Work to be completed:
Would you restate each line of the data below word for word, without its pictures?

Data for this task:

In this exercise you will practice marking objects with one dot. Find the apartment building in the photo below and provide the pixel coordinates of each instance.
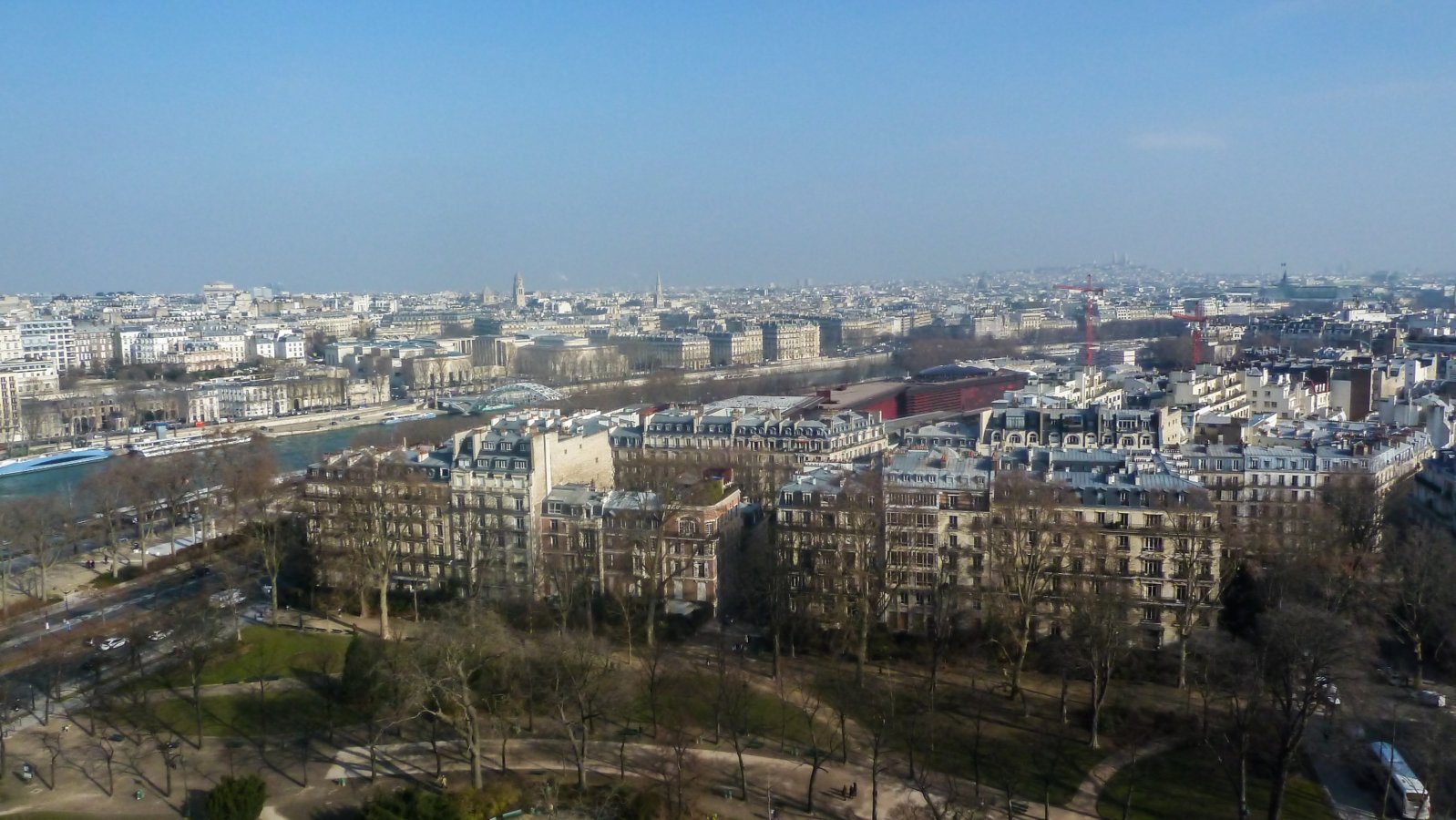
(477, 503)
(1083, 427)
(12, 420)
(672, 542)
(1283, 394)
(764, 447)
(727, 348)
(386, 503)
(1210, 389)
(672, 352)
(50, 340)
(95, 348)
(1249, 477)
(944, 523)
(789, 340)
(499, 477)
(32, 377)
(199, 357)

Task solution:
In this exercise you will practice marking objects with one dot. Find the apartment building in the photo below and provide the pixel coordinates of each instance.
(477, 503)
(1083, 427)
(12, 420)
(672, 542)
(1283, 394)
(764, 447)
(727, 348)
(386, 503)
(1210, 389)
(672, 352)
(50, 340)
(95, 348)
(1249, 477)
(944, 523)
(789, 340)
(499, 477)
(32, 377)
(199, 357)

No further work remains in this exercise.